Elon Musk briefly lost the 'world's richest person' title to Oracle's Larry Ellison

In a stunning few minutes after markets opened on Wednesday, stock in Larry Ellison's Oracle Corp. rocketed more than a third, enough for him to temporarily wrest the title of the 'wealthiest person in the world' from its longtime holder, Tesla CEO Elon Musk.
But the stock market is fickle, and Musk was back on top by the end of the day, according to Bloomberg, as the software giant gave up some earlier gains.
For those keeping score, the difference now is a billion, which isn't much given the size of the figures: Musk's $384.2 billion (€328.57bn) versus roughly $383.2bn (€327.71bn) for Ellison.
The duelling fortunes are so big that each could fund the lifestyles of 5 million typical American families for a year, about the entire population of Florida, allowing them to all quit their jobs. Or they could just tell all of South Africa to take a vacation for a year and produce nothing, based on its gross domestic product.

(Exercise requirements): Continue the article about Ellison briefly overtaking Musk as the world's richest person, starting after its last sentence.

(Supplied records):
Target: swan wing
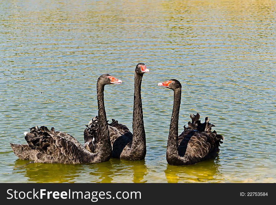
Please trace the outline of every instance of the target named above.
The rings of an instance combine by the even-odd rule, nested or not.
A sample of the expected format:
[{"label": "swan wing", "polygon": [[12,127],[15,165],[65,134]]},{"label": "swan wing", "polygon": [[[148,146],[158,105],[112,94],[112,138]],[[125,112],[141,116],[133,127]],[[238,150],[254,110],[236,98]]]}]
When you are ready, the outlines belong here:
[{"label": "swan wing", "polygon": [[215,130],[212,132],[211,127],[215,126],[209,122],[208,117],[202,123],[199,117],[198,113],[191,115],[192,122],[188,123],[188,127],[184,126],[184,131],[178,138],[178,154],[191,164],[215,157],[224,139]]},{"label": "swan wing", "polygon": [[118,123],[118,121],[114,119],[112,119],[112,122],[108,123],[108,124],[109,136],[112,145],[113,145],[115,140],[121,136],[124,136],[127,138],[132,136],[132,134],[126,126]]},{"label": "swan wing", "polygon": [[38,151],[35,162],[74,164],[84,163],[89,152],[70,135],[52,127],[37,126],[30,129],[25,139],[32,149]]}]

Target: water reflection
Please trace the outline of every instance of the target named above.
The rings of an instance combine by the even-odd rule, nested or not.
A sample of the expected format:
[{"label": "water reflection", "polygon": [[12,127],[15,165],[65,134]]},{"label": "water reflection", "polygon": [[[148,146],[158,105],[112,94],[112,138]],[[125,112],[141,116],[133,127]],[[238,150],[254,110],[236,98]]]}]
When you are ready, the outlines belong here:
[{"label": "water reflection", "polygon": [[29,182],[74,182],[80,176],[79,165],[28,163],[17,159],[13,170],[14,174],[23,175]]},{"label": "water reflection", "polygon": [[97,182],[147,182],[144,180],[148,172],[145,160],[132,161],[112,159],[106,163],[105,166],[103,166],[103,163],[101,163],[101,166],[97,170],[89,173],[91,175],[98,177],[99,180]]},{"label": "water reflection", "polygon": [[221,182],[224,179],[218,158],[189,166],[167,165],[164,171],[169,183]]},{"label": "water reflection", "polygon": [[23,175],[32,182],[145,183],[148,172],[145,160],[111,159],[95,164],[64,165],[30,163],[18,159],[15,164],[13,173]]}]

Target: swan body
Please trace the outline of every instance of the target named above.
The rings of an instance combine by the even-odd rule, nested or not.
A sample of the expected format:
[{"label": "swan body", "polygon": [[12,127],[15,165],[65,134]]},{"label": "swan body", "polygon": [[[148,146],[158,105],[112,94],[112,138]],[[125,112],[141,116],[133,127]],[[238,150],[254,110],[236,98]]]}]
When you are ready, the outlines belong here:
[{"label": "swan body", "polygon": [[172,165],[188,165],[215,158],[218,154],[219,147],[223,142],[223,137],[212,132],[215,125],[209,122],[208,117],[201,123],[200,116],[191,115],[192,122],[184,126],[184,131],[178,136],[178,122],[181,99],[182,86],[175,79],[171,79],[158,85],[167,88],[174,91],[172,113],[170,125],[166,158]]},{"label": "swan body", "polygon": [[[108,123],[110,142],[112,147],[112,157],[135,161],[144,159],[146,156],[146,134],[144,126],[141,84],[143,74],[149,70],[145,64],[138,63],[135,69],[134,76],[134,94],[132,129],[131,133],[127,127],[112,119]],[[97,149],[98,116],[89,122],[84,132],[85,144],[91,148],[93,152]]]},{"label": "swan body", "polygon": [[53,127],[36,126],[24,132],[27,144],[11,143],[13,152],[19,158],[35,163],[79,164],[98,163],[109,160],[112,148],[109,139],[106,116],[104,102],[105,85],[121,84],[122,81],[109,74],[98,79],[97,97],[99,123],[97,152],[92,153],[70,135],[56,131]]}]

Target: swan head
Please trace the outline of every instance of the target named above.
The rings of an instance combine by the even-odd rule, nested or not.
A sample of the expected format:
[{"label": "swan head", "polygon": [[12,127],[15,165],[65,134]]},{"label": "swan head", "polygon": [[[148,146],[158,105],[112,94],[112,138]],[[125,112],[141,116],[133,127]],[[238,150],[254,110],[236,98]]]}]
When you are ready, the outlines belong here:
[{"label": "swan head", "polygon": [[109,84],[121,84],[122,81],[118,80],[109,74],[103,74],[99,77],[98,82],[103,85]]},{"label": "swan head", "polygon": [[180,82],[175,79],[171,79],[163,83],[159,83],[157,85],[162,87],[167,88],[172,90],[181,88],[182,87]]},{"label": "swan head", "polygon": [[136,66],[135,71],[138,74],[142,75],[146,73],[149,72],[150,70],[146,68],[144,63],[140,63]]}]

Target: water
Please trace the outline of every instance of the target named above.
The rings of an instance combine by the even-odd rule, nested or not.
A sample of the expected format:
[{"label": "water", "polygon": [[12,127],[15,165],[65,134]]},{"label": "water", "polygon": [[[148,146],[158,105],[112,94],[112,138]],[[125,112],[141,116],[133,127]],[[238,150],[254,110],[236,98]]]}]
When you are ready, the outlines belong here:
[{"label": "water", "polygon": [[[0,182],[276,182],[275,2],[129,1],[0,3]],[[144,160],[27,164],[13,154],[9,143],[37,125],[83,143],[104,73],[123,81],[106,86],[107,118],[132,130],[140,62],[150,70]],[[182,85],[179,132],[190,113],[209,116],[225,137],[216,159],[167,163],[173,93],[157,85],[172,78]]]}]

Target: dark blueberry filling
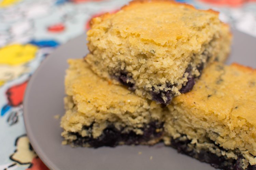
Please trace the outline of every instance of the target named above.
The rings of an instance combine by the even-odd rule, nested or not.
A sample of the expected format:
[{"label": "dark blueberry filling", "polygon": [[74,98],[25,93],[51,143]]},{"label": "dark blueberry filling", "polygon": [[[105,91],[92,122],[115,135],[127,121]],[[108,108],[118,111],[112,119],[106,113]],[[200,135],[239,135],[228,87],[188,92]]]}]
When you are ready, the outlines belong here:
[{"label": "dark blueberry filling", "polygon": [[[186,93],[192,90],[195,84],[195,79],[200,76],[204,64],[202,63],[197,67],[197,70],[200,73],[200,75],[198,77],[196,77],[191,75],[192,67],[190,65],[188,66],[185,71],[185,73],[188,73],[189,74],[188,78],[188,81],[186,85],[183,85],[180,90],[180,92],[181,93]],[[122,84],[129,87],[130,90],[134,90],[134,84],[131,82],[131,80],[132,80],[132,78],[130,76],[128,76],[127,72],[124,71],[122,71],[119,75],[115,76],[115,77]],[[175,86],[175,85],[170,84],[167,86],[167,87],[171,88],[174,85]],[[171,90],[169,90],[166,91],[163,90],[159,90],[159,91],[156,91],[154,87],[152,87],[152,91],[151,92],[151,95],[152,96],[152,100],[156,101],[160,103],[165,104],[169,104],[174,97],[174,94],[172,92]],[[165,100],[163,98],[163,97],[165,97],[165,98],[166,99]]]},{"label": "dark blueberry filling", "polygon": [[[157,129],[162,130],[163,126],[162,122],[156,121],[151,122],[141,128],[143,132],[142,135],[137,135],[133,131],[123,133],[124,129],[119,130],[113,125],[109,126],[104,130],[102,134],[96,139],[92,137],[82,137],[78,133],[71,133],[70,134],[76,136],[77,139],[72,141],[76,146],[81,146],[83,144],[88,143],[91,147],[95,148],[102,146],[114,147],[120,142],[127,145],[137,145],[160,138],[162,136],[162,130],[157,131],[156,130]],[[89,130],[92,127],[92,124],[90,126],[85,126],[84,129]]]},{"label": "dark blueberry filling", "polygon": [[132,88],[134,86],[134,84],[130,81],[132,79],[131,77],[128,76],[127,73],[124,72],[121,72],[118,78],[121,83],[130,88]]},{"label": "dark blueberry filling", "polygon": [[[171,146],[177,149],[179,153],[188,155],[201,162],[210,164],[215,168],[236,170],[243,169],[242,168],[242,159],[244,158],[242,156],[239,157],[236,160],[231,158],[227,159],[224,156],[218,156],[206,149],[201,150],[199,152],[198,152],[195,149],[188,147],[188,145],[191,142],[191,140],[189,140],[182,141],[179,139],[172,139],[171,144]],[[214,143],[213,141],[212,142]],[[216,146],[221,150],[225,150],[223,148]],[[256,170],[256,165],[249,165],[246,169]]]},{"label": "dark blueberry filling", "polygon": [[189,74],[187,79],[188,81],[187,82],[186,85],[183,86],[182,87],[180,90],[180,92],[181,93],[186,93],[191,91],[195,84],[195,79],[200,77],[202,71],[203,69],[203,67],[204,64],[203,63],[202,63],[197,67],[197,69],[200,73],[200,75],[199,76],[196,77],[195,76],[191,75],[191,72],[192,71],[192,67],[191,66],[189,65],[188,67],[188,68],[187,68],[185,71],[185,73],[188,73]]},{"label": "dark blueberry filling", "polygon": [[185,86],[182,86],[180,90],[181,93],[185,93],[191,91],[195,85],[195,78],[194,77],[189,77],[187,79],[187,82]]},{"label": "dark blueberry filling", "polygon": [[[152,100],[160,103],[165,104],[169,104],[173,98],[173,95],[171,93],[171,90],[168,90],[167,91],[160,90],[160,91],[155,92],[154,91],[155,87],[152,87],[152,90],[153,90],[151,92]],[[163,96],[165,96],[167,98],[166,101],[165,101],[163,99]]]}]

(Result below):
The brief switch in the ranking came after a blockbuster earnings report from Oracle, powered by multibillion-dollar orders from customers, as the artificial-intelligence race heats up.
Musk became the world's richest person for the first time four years ago. A big reason is his stake in a hot, but now cooling, electric carmaker, Tesla.
Stock in the company has been moving in the opposite direction of Oracle's, dropping more than 8% so far this year. Musk also controls several private companies, including rocket maker SpaceX, his artificial intelligence company xAI, and the former Twitter, now called X.
Oracle's prospects are booming as 'AI Changes Everything'**
Ellison owns about 40% of Oracle, which means its surging stock added $100bn (€85.53bn) to his net worth in little over half an hour after the stock market opened on Wednesday.
The night before, after trading had closed, the company announced in an earnings report that it had struck more than $300bn (€256.56bn) worth of new deals, including contracts with OpenAI, Meta, Nvidia and Musk's xAI. It said that it now expects revenue from its cloud infrastructure business to jump 77% to $18bn (€15.39bn) this fiscal year, then rise to $144bn (€123.15bn) in four years after that.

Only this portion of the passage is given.